■ Brief
Can you copy out every line below, requests included, scaling each point coordinate in the answers by 0.2 and rounding to the nearest whole number (halves up), with the pictures left out? The sample coordinates inside the requests stay as they are.

(Entries from a point annotation set)
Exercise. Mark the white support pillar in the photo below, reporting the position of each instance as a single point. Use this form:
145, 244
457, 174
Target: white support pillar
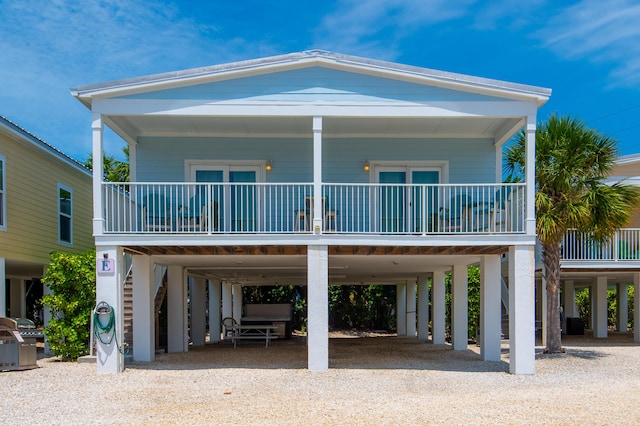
143, 309
490, 313
622, 316
544, 303
3, 288
109, 289
317, 175
411, 308
439, 308
530, 175
522, 353
636, 307
177, 337
198, 310
401, 309
601, 305
570, 307
46, 312
237, 303
423, 308
97, 153
227, 299
459, 308
318, 308
214, 310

■ Expected output
Exercise. Mark the white support pillar in the photo below, reporting the position of each instance as a single point. Use this form:
145, 244
457, 174
Target: white support pillar
29, 62
98, 63
124, 63
109, 61
1, 58
22, 58
63, 35
82, 62
88, 62
106, 35
104, 71
127, 61
35, 67
40, 62
80, 62
120, 61
114, 61
9, 62
47, 61
85, 62
19, 31
45, 60
92, 62
64, 62
43, 62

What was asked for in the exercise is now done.